• _Exercise_: Please repeat the records, word for word and without gaps.

[Saved entries]
┄┄┄┄┄┄┄┄┄┄┄┄┄┄┄┄┄┄┄┄

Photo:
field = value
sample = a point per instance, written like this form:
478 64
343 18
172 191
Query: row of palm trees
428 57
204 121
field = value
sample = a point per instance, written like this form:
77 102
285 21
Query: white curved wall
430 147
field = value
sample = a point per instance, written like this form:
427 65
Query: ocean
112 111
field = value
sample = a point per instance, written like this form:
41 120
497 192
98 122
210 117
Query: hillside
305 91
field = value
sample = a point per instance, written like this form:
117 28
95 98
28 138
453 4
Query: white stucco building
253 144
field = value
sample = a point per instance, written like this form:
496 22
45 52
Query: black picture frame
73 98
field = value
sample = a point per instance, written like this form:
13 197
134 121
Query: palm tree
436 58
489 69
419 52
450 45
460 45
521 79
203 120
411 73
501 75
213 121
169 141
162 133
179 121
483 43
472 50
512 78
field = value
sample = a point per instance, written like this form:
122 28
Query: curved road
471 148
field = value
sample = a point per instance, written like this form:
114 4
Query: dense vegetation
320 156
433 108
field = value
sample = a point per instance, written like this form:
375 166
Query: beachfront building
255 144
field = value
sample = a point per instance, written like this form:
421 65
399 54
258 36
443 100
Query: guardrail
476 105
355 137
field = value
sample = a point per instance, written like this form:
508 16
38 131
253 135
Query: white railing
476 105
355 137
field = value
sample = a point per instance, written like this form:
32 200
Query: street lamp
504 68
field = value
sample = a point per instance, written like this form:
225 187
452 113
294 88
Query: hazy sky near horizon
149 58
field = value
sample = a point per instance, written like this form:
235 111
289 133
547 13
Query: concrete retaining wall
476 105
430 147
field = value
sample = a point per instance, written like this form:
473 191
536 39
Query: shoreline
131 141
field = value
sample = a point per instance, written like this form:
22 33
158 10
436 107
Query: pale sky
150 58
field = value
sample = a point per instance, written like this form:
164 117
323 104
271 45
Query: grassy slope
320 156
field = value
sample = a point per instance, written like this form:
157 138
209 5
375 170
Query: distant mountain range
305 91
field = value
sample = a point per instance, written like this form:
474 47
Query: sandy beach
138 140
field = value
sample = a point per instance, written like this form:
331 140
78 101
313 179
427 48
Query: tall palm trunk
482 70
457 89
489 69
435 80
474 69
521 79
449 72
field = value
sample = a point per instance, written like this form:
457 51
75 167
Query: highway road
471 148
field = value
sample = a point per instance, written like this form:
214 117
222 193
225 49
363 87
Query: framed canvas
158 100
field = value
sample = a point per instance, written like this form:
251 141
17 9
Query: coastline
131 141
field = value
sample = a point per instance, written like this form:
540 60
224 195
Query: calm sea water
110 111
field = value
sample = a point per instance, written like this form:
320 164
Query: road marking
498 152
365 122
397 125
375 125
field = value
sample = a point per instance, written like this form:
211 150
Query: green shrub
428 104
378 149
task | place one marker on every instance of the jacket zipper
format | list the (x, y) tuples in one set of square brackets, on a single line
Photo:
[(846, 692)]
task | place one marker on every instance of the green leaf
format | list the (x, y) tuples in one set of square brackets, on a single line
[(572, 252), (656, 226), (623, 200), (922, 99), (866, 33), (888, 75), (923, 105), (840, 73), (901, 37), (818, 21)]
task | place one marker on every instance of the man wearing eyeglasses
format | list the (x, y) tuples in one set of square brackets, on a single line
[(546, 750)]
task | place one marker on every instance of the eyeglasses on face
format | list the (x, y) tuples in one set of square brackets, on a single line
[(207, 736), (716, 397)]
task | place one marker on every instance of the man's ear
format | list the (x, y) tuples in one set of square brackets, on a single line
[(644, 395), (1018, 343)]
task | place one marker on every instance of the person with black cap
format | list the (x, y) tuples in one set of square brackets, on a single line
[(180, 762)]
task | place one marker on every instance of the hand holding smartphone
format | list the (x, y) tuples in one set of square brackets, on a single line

┄┄┄┄┄┄┄┄┄┄┄┄┄┄┄┄┄┄┄┄

• _Output_:
Photo:
field = value
sample = a point per instance, written like this form:
478 64
343 18
172 191
Query: row of palm trees
428 57
204 121
field = value
sample = a point per instance, written like this form:
77 102
285 21
Query: white curved wall
430 147
field = value
sample = a point per instance, written like this form:
427 65
Query: ocean
112 111
field = value
sample = a point per instance, written like this form:
41 120
497 192
98 122
210 117
Query: hillside
305 91
field = value
sample = a point per instance, written like this form:
117 28
95 98
28 138
453 4
Query: white stucco building
253 144
field = value
sample = a point per instance, written like this form:
496 22
45 52
Query: black picture frame
73 98
field = value
sample = a point per instance, written like this form:
13 197
134 121
Query: palm tree
436 58
489 69
419 52
450 45
460 45
521 79
203 120
411 73
501 75
213 121
169 141
162 133
179 121
483 43
472 50
512 78
field = value
sample = a point per instance, written like this form:
122 28
Query: curved road
471 148
field = value
sample = a point per instance, written like this form:
114 4
Query: dense vegetation
320 156
433 108
field = value
sample = a point per instance, written like this form:
375 166
Query: beachfront building
255 144
field = value
sample = a point per instance, written like this form:
421 65
399 54
258 36
443 100
Query: guardrail
476 105
355 137
field = value
sample = a point per instance, written like this form:
508 16
38 131
253 135
Query: white railing
476 105
355 137
field = value
sample = a point per instance, written like this form:
32 200
Query: street lamp
504 68
field = value
sample = a point per instance, written like this form:
225 187
452 113
294 88
Query: hazy sky near horizon
149 58
field = value
sample = a point per instance, written like this form:
235 111
289 133
547 13
Query: concrete retaining wall
476 105
430 147
field = value
sample = a point per instance, written like this form:
473 191
536 39
Query: shoreline
131 141
field = value
sample = a point per instance, written like this form:
22 33
158 10
436 107
Query: pale sky
150 58
field = value
sample = a point per instance, written like this form:
164 117
323 104
271 45
Query: grassy slope
320 156
field = value
sample = a point per instance, written like this form:
157 138
209 5
375 170
Query: distant mountain range
305 91
field = value
sample = a point per instance, written like this form:
474 47
Query: sandy beach
138 140
field = value
sample = a point per instance, written like this form:
331 140
78 101
313 179
427 48
Query: tall palm trunk
482 70
457 89
489 69
435 80
474 69
521 79
449 72
field = value
sample = a point per instance, written like this form:
457 51
75 167
Query: highway road
471 148
field = value
sample = a point per instance, written like this form:
214 117
222 193
225 49
363 87
Query: framed canvas
158 100
field = value
sample = a point per instance, written like this form:
251 141
17 9
Query: coastline
131 141
field = value
sample = a point per instance, written like this form:
540 60
224 195
Query: calm sea water
110 111
field = value
sample = a point per instance, written like this form:
320 164
Query: road marking
498 152
365 122
397 125
375 125
field = value
sample = a point per instance, written like this form:
211 150
Query: green shrub
428 104
378 149
task | place one marker on every instance of the jacket zipper
format | list the (x, y) tuples in one set of square brackets, on a single line
Photo:
[(846, 692)]
task | place one marker on every instance of the green leaf
format | list the (x, y) tuples in one set of square brackets, on a single line
[(572, 252), (656, 226), (623, 200), (922, 99), (866, 33), (888, 75), (923, 105), (840, 73), (901, 37), (818, 21)]
task | place one marker on every instance of the man wearing eyeglasses
format | list the (x, y) tuples in one set of square brackets, on a single line
[(546, 750)]
task | place one marker on every instance of the eyeglasses on face
format | list the (x, y) tuples in one set of square brackets, on a single line
[(207, 736), (716, 397)]
task | place one marker on every instance of the man's ear
format | list the (x, y) tuples in one set of square brackets, on a single line
[(644, 395), (1018, 343)]
task | place one marker on every instance of the person with black cap
format | list the (x, y) tuples in one set of square brackets, on a single line
[(180, 762)]
task | place one marker on every instance of the hand holding smartphone
format | list the (x, y) tuples in one set of square brackets, on a single line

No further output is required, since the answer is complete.